■ Set of tasks
(1) Translate this sentence from the vulnerability report below into Spanish: "The first minter can manipulate the supply of LP tokens and baseToken-fractional ratio, hindering small liquidity providers from interacting with the pair."
(2) Name every section heading in the vulnerability report below, in the order they appear.
(3) Write the next part of the vulnerability report on LP token minting, picking up after its final sentence.

Lines of code

https://github.com/code-423n4/2022-12-caviar/blob/0212f9dc3b6a418803dbfacda0e340e059b8aae2/src/Pair.sol#L63-L99 https://github.com/code-423n4/2022-12-caviar/blob/0212f9dc3b6a418803dbfacda0e340e059b8aae2/src/Pair.sol#L417-L428

Vulnerability details

Impact

The first minter can manipulate the supply of LP tokens and baseToken-fractional ratio, hindering small liquidity providers from interacting with the pair.

A malicious actor can mint 1wei of LP token from a new pair, then proceed to transfer baseToken to the Pair contract, artificially increasing the baseToken reserves. Therefore 1 wei of LP token can be worth arbitrarily large amounts of baseToken and fractional token (depending on how much baseToken is deposited to the Pair)

Proof of Concept

On a empty pool with baseToken USD (generic USD stablecoin with 18 decimals), the attacker can do the following steps:

Call add() with 1wei of USD and 1wei of fractional Token, minting 1wei of LP Token.
Transfer 100$ worth of USD (10**20 of USD) to the pair contract.

Then the next user minting would have to add more than 100$ worth of USD to be able to mint 1wei of LP. The attacker can transfer arbitrarily large amounts of tokens to the contract, making infeasible for small liquidity providers to provide any liquidity.

■ Entries shown

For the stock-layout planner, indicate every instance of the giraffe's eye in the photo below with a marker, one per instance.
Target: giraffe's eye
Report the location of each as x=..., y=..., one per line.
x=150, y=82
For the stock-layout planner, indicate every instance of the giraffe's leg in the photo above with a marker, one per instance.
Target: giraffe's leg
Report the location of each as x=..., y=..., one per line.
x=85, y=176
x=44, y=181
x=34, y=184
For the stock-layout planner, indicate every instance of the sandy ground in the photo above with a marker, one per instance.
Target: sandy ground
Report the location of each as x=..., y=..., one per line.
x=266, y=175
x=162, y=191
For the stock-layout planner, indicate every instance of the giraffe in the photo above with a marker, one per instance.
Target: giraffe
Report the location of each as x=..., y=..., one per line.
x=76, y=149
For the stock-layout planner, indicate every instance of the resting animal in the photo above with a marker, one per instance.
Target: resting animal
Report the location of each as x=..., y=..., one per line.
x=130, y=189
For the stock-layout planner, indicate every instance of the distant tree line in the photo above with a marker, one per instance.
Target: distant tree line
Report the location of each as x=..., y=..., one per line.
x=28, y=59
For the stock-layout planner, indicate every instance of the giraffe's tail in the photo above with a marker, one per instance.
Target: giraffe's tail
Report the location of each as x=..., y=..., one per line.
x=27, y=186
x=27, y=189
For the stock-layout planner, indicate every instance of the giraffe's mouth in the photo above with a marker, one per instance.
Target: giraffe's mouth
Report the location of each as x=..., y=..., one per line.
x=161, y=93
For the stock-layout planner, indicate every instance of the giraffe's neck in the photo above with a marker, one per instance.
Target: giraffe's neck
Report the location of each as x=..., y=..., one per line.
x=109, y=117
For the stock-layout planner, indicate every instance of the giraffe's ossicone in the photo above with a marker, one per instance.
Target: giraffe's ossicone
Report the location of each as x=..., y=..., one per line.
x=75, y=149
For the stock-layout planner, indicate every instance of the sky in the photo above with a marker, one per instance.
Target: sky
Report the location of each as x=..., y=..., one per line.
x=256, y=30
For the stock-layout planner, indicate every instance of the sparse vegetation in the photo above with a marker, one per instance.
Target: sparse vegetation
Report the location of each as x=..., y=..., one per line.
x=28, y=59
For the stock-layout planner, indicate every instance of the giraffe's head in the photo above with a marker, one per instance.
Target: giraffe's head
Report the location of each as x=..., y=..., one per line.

■ Task-by-task outputs
(1) El primer acuñador puede manipular el suministro de tokens LP y la proporción entre baseToken y token fraccional, lo que impide que los pequeños proveedores de liquidez interactúen con el par.

(2)
Lines of code
Vulnerability details
Impact
Proof of Concept

(3)
contract MinimumManipulation is Fixture {
    function setUp() public {
        uint256 baseTokenAmount = 1e30;
        uint256 fractionalTokenAmount = 1e30;

        deal(address(usd), address(1), baseTokenAmount, true);
        deal(address(p), address(1), fractionalTokenAmount, true);

        deal(address(usd), address(2), baseTokenAmount, true);
        deal(address(p), address(2), fractionalTokenAmount, true);
    }

    function testManipulation() public {
        vm.startPrank(address(1));
        usd.approve(address(p), type(uint256).max);

        p.add(1, 1, 0);
        usd.transfer(address(p), 100*1e18);
        vm.stopPrank();

        vm.startPrank(address(2));
        usd.approve(address(p), type(uint256).max);
        uint256 lp = p.add(101*1e18, 1, 0);

        //User has to add more than 100$ to the pool to be able to mint 1 token
        assert(lp == 1);
    }
}

Recommended Mitigation Steps

Please consider minting a minimal amount of LP tokens during the first mint and sending them to zero address, this increases the cost of the attack. Uniswap V2 uses the value 1000 as it is small enough to don't hurt the first minter, while still increasing the cost of this attack by 1000x.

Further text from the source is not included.